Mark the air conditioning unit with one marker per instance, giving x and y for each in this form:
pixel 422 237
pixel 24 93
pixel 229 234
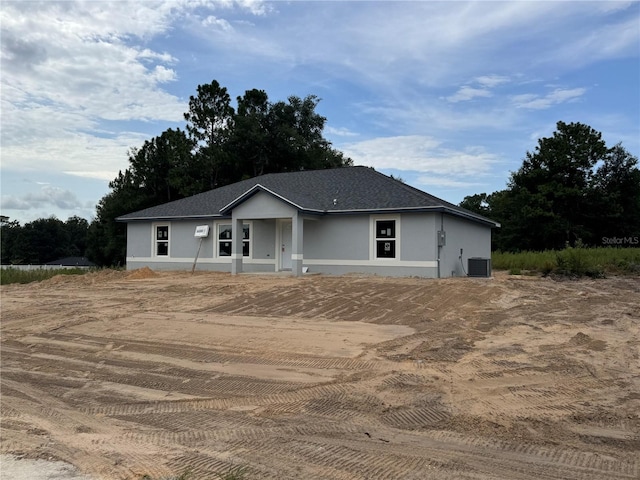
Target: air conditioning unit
========================================
* Stated problem
Render every line of the entries above as a JSON list of strings, one string per line, skipping blank lines and leaving out the pictures.

* Output
[
  "Mark the air conditioning unit with one marker per instance, giving x and y for each in this form:",
  "pixel 422 237",
  "pixel 24 93",
  "pixel 229 234",
  "Target: air conditioning unit"
]